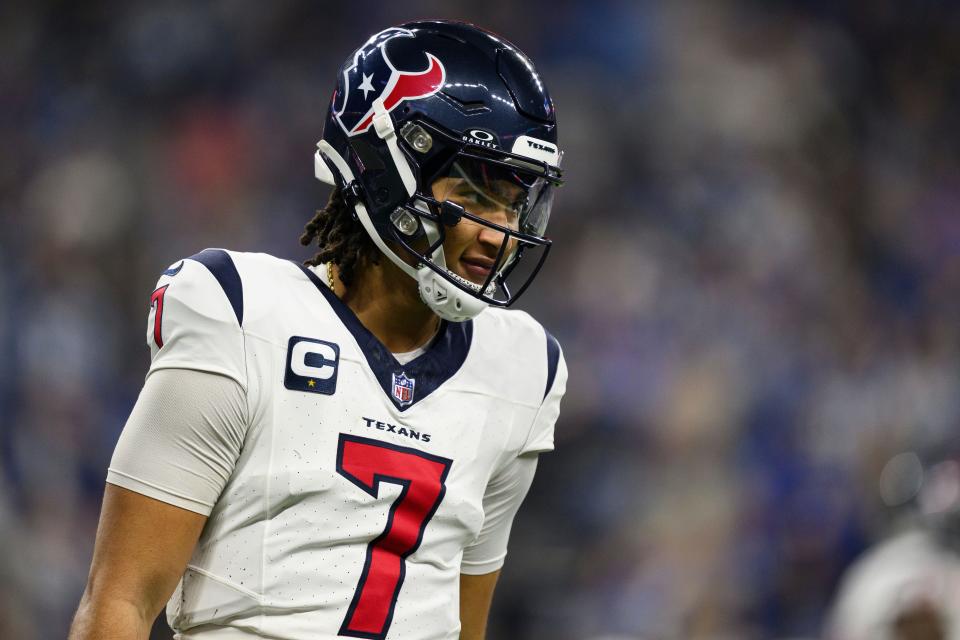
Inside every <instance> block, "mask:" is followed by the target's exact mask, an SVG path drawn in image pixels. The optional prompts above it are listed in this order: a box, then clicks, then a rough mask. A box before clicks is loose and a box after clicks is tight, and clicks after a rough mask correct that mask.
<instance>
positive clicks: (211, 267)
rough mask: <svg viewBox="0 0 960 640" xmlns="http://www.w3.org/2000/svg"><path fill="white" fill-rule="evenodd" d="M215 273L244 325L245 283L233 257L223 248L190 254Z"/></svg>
mask: <svg viewBox="0 0 960 640" xmlns="http://www.w3.org/2000/svg"><path fill="white" fill-rule="evenodd" d="M190 259H191V260H196V261H197V262H199V263H200V264H202V265H203V266H205V267H206V268H207V270H208V271H209V272H210V273H212V274H213V277H214V278H216V279H217V282H219V283H220V288H222V289H223V292H224V293H225V294H226V295H227V300H229V301H230V306H231V307H233V312H234V313H235V314H236V315H237V322H238V323H239V324H240V326H241V327H242V326H243V283H242V282H241V281H240V272H239V271H237V266H236V265H235V264H233V258H231V257H230V254H229V253H227V252H226V251H224V250H223V249H204V250H203V251H201V252H200V253H198V254H196V255H194V256H190Z"/></svg>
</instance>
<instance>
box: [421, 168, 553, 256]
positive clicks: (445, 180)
mask: <svg viewBox="0 0 960 640" xmlns="http://www.w3.org/2000/svg"><path fill="white" fill-rule="evenodd" d="M552 187H553V185H552V184H551V183H550V181H549V180H547V179H546V178H544V177H542V176H540V175H537V174H536V173H534V172H532V171H529V170H527V169H525V168H523V167H521V166H517V167H516V168H514V167H509V166H504V165H502V164H492V163H489V162H484V161H483V160H479V159H474V158H464V157H460V158H457V160H456V161H454V162H453V163H452V164H451V165H450V167H449V169H448V170H447V171H446V172H444V173H443V174H441V175H440V176H439V177H437V178H436V179H434V181H433V185H432V190H433V196H434V197H435V198H436V199H437V200H439V201H441V202H445V201H451V202H453V203H455V204H457V205H459V206H461V207H463V208H464V210H466V211H467V212H468V213H471V214H473V215H475V216H477V217H479V218H482V219H484V220H486V221H489V222H491V223H494V224H497V225H500V226H502V227H506V228H508V229H511V230H513V231H519V232H520V233H524V234H529V235H533V236H538V237H539V236H543V234H544V233H545V232H546V229H547V223H548V222H549V220H550V208H551V206H552V205H553V188H552Z"/></svg>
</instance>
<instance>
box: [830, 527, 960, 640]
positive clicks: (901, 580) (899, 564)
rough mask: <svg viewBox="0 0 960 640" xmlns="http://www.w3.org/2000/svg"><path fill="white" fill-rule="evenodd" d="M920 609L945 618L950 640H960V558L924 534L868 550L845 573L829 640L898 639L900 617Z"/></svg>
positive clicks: (929, 534)
mask: <svg viewBox="0 0 960 640" xmlns="http://www.w3.org/2000/svg"><path fill="white" fill-rule="evenodd" d="M918 606H926V607H930V608H932V609H933V610H934V611H935V612H937V613H938V615H939V616H940V618H941V623H942V624H943V626H944V628H943V629H942V631H943V634H944V635H943V638H944V640H960V558H958V556H957V554H956V552H953V551H950V550H947V549H944V548H943V547H942V546H941V545H940V544H939V543H938V542H937V541H935V540H934V539H933V538H932V537H931V535H930V534H929V533H928V532H926V531H922V530H909V531H907V532H904V533H901V534H899V535H897V536H895V537H893V538H890V539H889V540H885V541H884V542H881V543H880V544H878V545H877V546H875V547H873V548H871V549H870V550H868V551H867V552H866V553H865V554H864V555H863V556H862V557H861V558H859V559H858V560H857V561H856V562H855V563H854V564H853V565H852V566H851V567H850V569H848V570H847V572H846V574H844V577H843V580H842V581H841V584H840V588H839V590H838V593H837V596H836V599H835V601H834V603H833V607H832V611H831V614H830V619H829V623H828V629H827V633H826V637H827V638H828V640H895V638H899V637H901V636H899V635H897V634H896V633H894V624H895V622H896V620H897V618H898V617H899V616H901V615H902V614H904V613H905V612H907V611H909V610H911V609H914V608H916V607H918Z"/></svg>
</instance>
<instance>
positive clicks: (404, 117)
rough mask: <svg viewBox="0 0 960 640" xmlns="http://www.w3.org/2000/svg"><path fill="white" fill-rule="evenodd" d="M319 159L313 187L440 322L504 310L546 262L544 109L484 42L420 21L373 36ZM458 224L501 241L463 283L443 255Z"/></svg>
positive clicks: (534, 69) (519, 64)
mask: <svg viewBox="0 0 960 640" xmlns="http://www.w3.org/2000/svg"><path fill="white" fill-rule="evenodd" d="M317 147H318V149H317V153H316V156H315V160H314V167H315V172H316V176H317V178H318V179H320V180H322V181H323V182H326V183H328V184H332V185H336V186H338V187H340V188H341V189H342V192H343V193H344V195H345V197H346V198H347V201H348V203H349V204H351V205H352V206H353V208H354V211H355V213H356V215H357V217H358V219H359V220H360V222H361V224H362V225H363V226H364V228H365V229H366V231H367V233H368V234H369V235H370V237H371V239H372V240H373V242H374V243H375V244H376V245H377V247H378V248H379V249H380V251H382V252H383V253H384V255H386V256H387V257H388V258H389V259H390V260H391V261H392V262H394V263H395V264H396V265H397V266H398V267H399V268H400V269H402V270H403V271H404V272H406V273H407V274H409V275H410V276H411V277H412V278H414V279H415V280H417V282H418V285H419V289H420V297H421V298H422V299H423V301H424V302H425V303H426V304H427V305H428V306H429V307H430V308H431V309H432V310H433V311H434V312H435V313H436V314H437V315H439V316H440V317H442V318H445V319H447V320H451V321H457V322H459V321H464V320H467V319H469V318H472V317H474V316H476V315H477V314H478V313H480V312H481V311H482V310H483V309H485V308H486V306H487V305H489V304H492V305H496V306H509V305H510V304H512V303H513V302H514V301H515V300H516V299H517V298H518V297H519V296H520V295H521V294H522V293H523V291H524V290H525V289H526V288H527V286H528V285H529V284H530V282H531V281H532V280H533V278H534V277H535V276H536V274H537V272H538V271H539V270H540V267H541V266H542V264H543V261H544V260H545V259H546V256H547V253H548V251H549V248H550V240H548V239H547V238H545V237H544V232H545V231H546V227H547V222H548V220H549V218H550V208H551V205H552V202H553V192H554V188H555V187H557V186H559V185H560V184H562V180H561V170H560V159H561V156H562V154H561V152H560V149H559V147H558V146H557V124H556V116H555V113H554V107H553V102H552V101H551V99H550V96H549V94H548V93H547V90H546V87H544V84H543V81H542V80H541V79H540V76H539V75H538V74H537V72H536V70H535V69H534V68H533V64H532V63H531V62H530V59H529V58H527V57H526V56H525V55H524V54H523V53H522V52H521V51H520V50H519V49H517V48H516V47H515V46H514V45H512V44H510V43H509V42H507V41H505V40H503V39H502V38H500V37H498V36H496V35H494V34H492V33H489V32H487V31H484V30H482V29H479V28H477V27H475V26H473V25H469V24H464V23H458V22H443V21H428V22H414V23H409V24H404V25H401V26H399V27H391V28H389V29H385V30H384V31H381V32H380V33H377V34H376V35H374V36H372V37H371V38H370V39H369V40H367V42H366V43H365V44H364V45H363V46H362V47H360V48H359V49H357V50H356V51H355V52H354V53H353V54H351V55H350V57H349V58H348V59H347V61H346V62H345V63H344V65H343V67H342V68H341V71H340V76H339V80H338V83H337V88H336V91H334V94H333V98H332V100H331V103H330V110H329V113H328V116H327V120H326V124H325V126H324V131H323V139H322V140H321V141H320V142H319V143H318V144H317ZM440 185H442V187H441V186H440ZM451 194H457V195H451ZM492 212H495V213H496V215H493V213H492ZM465 219H466V220H469V221H472V222H473V223H476V224H479V225H483V226H485V227H488V228H489V229H492V230H493V231H494V232H495V237H497V238H501V240H500V243H499V249H497V250H496V251H495V253H496V255H495V256H494V255H489V256H486V257H485V258H483V260H485V261H486V262H485V264H484V265H480V266H479V267H478V266H477V265H473V266H471V267H469V269H472V272H471V274H472V276H473V277H464V276H463V275H461V274H458V273H456V272H455V270H454V269H456V266H455V265H451V264H448V256H445V255H444V249H443V243H444V240H445V238H446V233H447V229H449V228H450V227H453V226H455V225H457V224H460V223H462V222H463V221H464V220H465ZM488 237H489V236H488ZM401 253H405V254H407V256H408V259H407V260H404V259H403V256H402V255H401ZM491 253H493V252H491ZM410 256H412V258H413V259H412V260H410V258H409V257H410ZM525 257H526V258H527V259H526V260H525V259H524V258H525ZM410 262H412V263H413V265H411V264H410ZM469 269H468V270H469ZM462 270H463V268H461V271H462ZM478 274H479V275H478Z"/></svg>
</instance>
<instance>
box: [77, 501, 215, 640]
mask: <svg viewBox="0 0 960 640" xmlns="http://www.w3.org/2000/svg"><path fill="white" fill-rule="evenodd" d="M206 520H207V517H206V516H204V515H201V514H199V513H195V512H193V511H188V510H186V509H181V508H180V507H175V506H173V505H171V504H167V503H164V502H160V501H159V500H154V499H153V498H148V497H147V496H144V495H141V494H139V493H135V492H133V491H130V490H128V489H124V488H122V487H118V486H114V485H111V484H108V485H107V488H106V491H105V493H104V497H103V509H102V510H101V512H100V524H99V525H98V527H97V539H96V543H95V546H94V550H93V563H92V565H91V567H90V576H89V579H88V580H87V587H86V589H85V590H84V592H83V597H82V599H81V600H80V607H79V608H78V610H77V615H76V618H75V619H74V622H73V627H72V628H71V631H70V640H95V639H96V640H113V639H116V640H133V639H137V640H140V639H144V640H146V638H148V637H149V636H150V628H151V627H152V625H153V621H154V620H155V619H156V618H157V615H158V614H159V613H160V610H161V609H162V608H163V606H164V604H165V603H166V601H167V599H168V598H169V597H170V594H171V593H173V590H174V588H176V586H177V582H178V581H179V580H180V576H181V575H183V570H184V567H185V566H186V564H187V561H188V560H189V559H190V555H191V553H192V552H193V548H194V546H195V545H196V543H197V538H198V537H199V536H200V531H201V530H202V529H203V525H204V523H205V522H206Z"/></svg>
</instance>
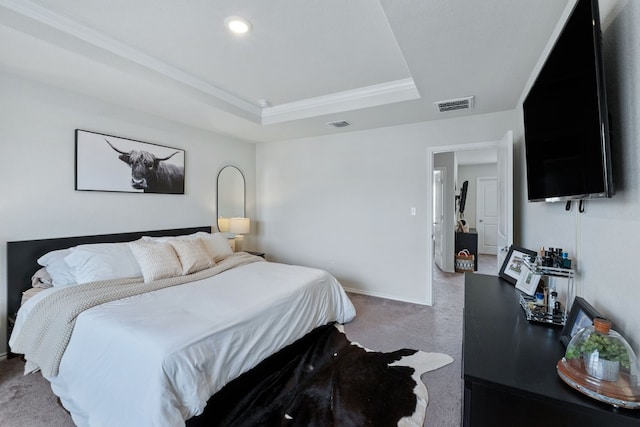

▬▬▬▬▬▬▬▬▬▬

■ **Task description**
Show each line above that contains the string "clicks". Matches are case-sensitive.

■ **Problem solution**
Inside every <instance> block, "mask:" is followed by the target's exact mask, an SVG path drawn in image pixels. The optional prompts above it are listed in this order: a box, then clicks, then a rough mask. A box before clicks is loose and a box after clicks is tight, and clicks after a rough mask correct that mask.
positive clicks: (211, 267)
positive clicks: (445, 180)
positive clicks: (901, 580) (899, 564)
positive clicks: (929, 534)
positive clicks: (404, 117)
positive clicks: (534, 69) (519, 64)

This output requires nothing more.